▶ PROBLEM STATEMENT
In this exercise, return only the lines that run from the line with "like [[888, 137]]." to the end of the entries below, both included. Pictures are not copied.

LISTED RECORDS Start Marker

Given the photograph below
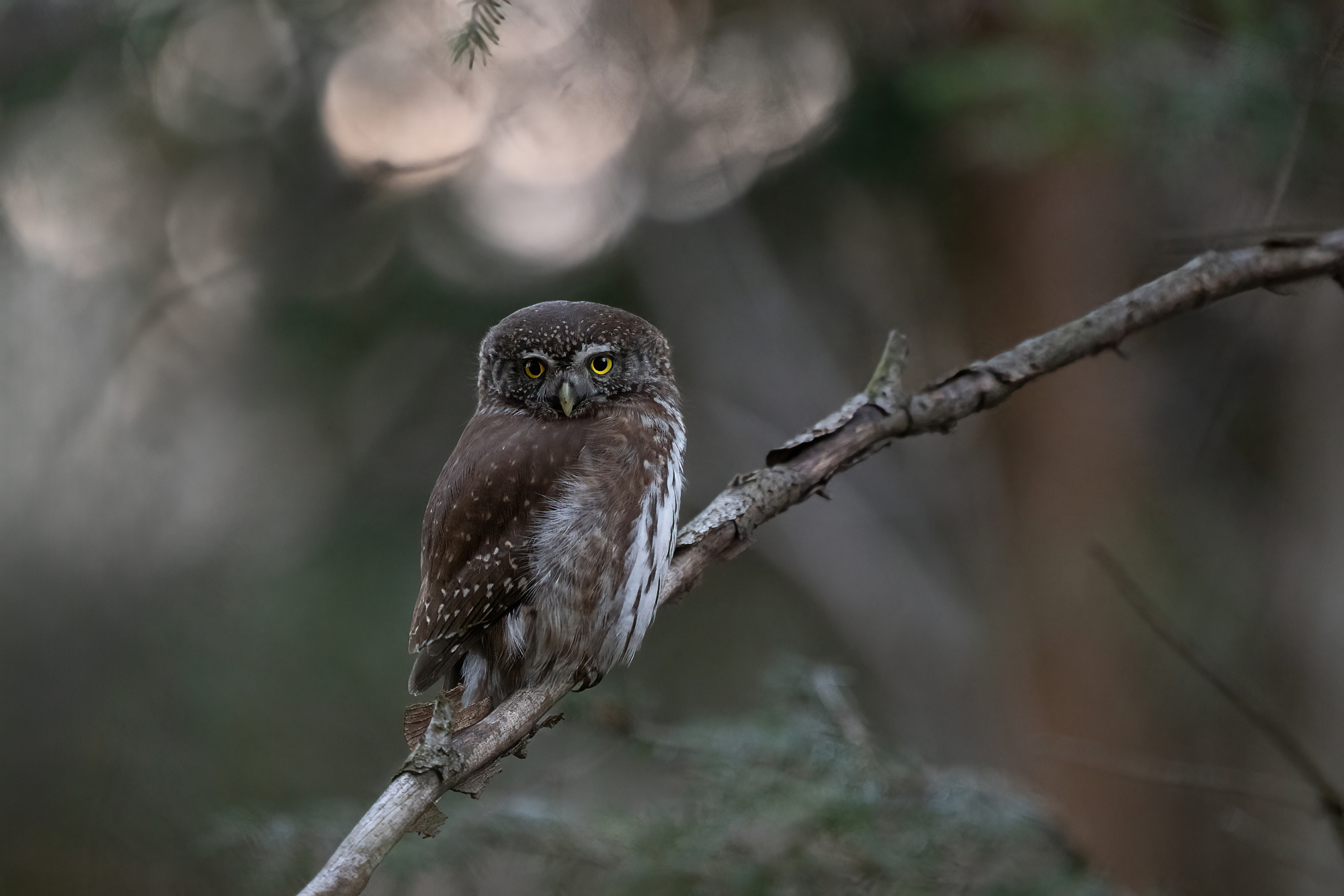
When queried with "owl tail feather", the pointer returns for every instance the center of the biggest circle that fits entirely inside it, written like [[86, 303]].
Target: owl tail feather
[[432, 664]]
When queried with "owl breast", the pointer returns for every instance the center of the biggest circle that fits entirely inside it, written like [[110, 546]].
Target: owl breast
[[545, 547], [603, 545]]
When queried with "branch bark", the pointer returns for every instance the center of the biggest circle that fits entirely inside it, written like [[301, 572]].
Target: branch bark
[[794, 474]]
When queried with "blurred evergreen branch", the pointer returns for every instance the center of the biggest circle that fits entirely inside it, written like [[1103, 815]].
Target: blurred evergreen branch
[[480, 32]]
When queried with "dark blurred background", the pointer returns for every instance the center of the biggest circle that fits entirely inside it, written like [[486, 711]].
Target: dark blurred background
[[248, 252]]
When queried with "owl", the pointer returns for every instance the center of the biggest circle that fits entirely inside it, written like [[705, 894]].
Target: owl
[[553, 523]]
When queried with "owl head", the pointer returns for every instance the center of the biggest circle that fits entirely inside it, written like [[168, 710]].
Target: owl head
[[568, 359]]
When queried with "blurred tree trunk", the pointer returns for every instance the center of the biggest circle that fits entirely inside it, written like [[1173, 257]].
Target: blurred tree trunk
[[1072, 452]]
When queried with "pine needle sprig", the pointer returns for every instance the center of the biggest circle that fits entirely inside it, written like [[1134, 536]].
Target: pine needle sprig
[[479, 33]]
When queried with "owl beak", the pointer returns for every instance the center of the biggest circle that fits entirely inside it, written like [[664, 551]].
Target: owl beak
[[568, 398]]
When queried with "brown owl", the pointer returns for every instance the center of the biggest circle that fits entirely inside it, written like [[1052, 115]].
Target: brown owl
[[553, 523]]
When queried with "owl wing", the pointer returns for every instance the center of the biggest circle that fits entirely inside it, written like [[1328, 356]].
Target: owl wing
[[478, 526]]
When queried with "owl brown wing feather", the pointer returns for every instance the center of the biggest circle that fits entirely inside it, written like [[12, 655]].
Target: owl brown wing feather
[[478, 527]]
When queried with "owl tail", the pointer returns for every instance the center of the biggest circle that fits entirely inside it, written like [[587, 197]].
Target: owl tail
[[432, 664]]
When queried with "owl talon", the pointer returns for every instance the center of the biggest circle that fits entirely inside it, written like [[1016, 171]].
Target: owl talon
[[435, 752]]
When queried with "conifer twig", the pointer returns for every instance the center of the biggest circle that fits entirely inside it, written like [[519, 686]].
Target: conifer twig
[[480, 32]]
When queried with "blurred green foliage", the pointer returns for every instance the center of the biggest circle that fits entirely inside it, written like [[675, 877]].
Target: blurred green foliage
[[787, 800]]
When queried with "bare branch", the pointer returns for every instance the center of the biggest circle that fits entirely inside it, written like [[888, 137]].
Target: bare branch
[[1265, 722], [796, 472]]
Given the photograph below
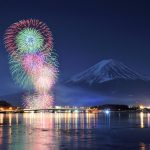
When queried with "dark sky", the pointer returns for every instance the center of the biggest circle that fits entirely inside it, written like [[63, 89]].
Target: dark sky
[[84, 31]]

LISTED RECORDS End Marker

▶ WRITTEN SOLUTION
When queried with "bare branch", the pointer returns for every instance the center of the biggest circle that fits entirely inside it, written like [[888, 137]].
Target: bare branch
[[1265, 722], [796, 472]]
Given the photograph below
When queried with "dark sky", the pointer returns for every instance the center of the biggest circle that fits entirely inside it, written like [[63, 89]].
Target: dark sky
[[84, 31]]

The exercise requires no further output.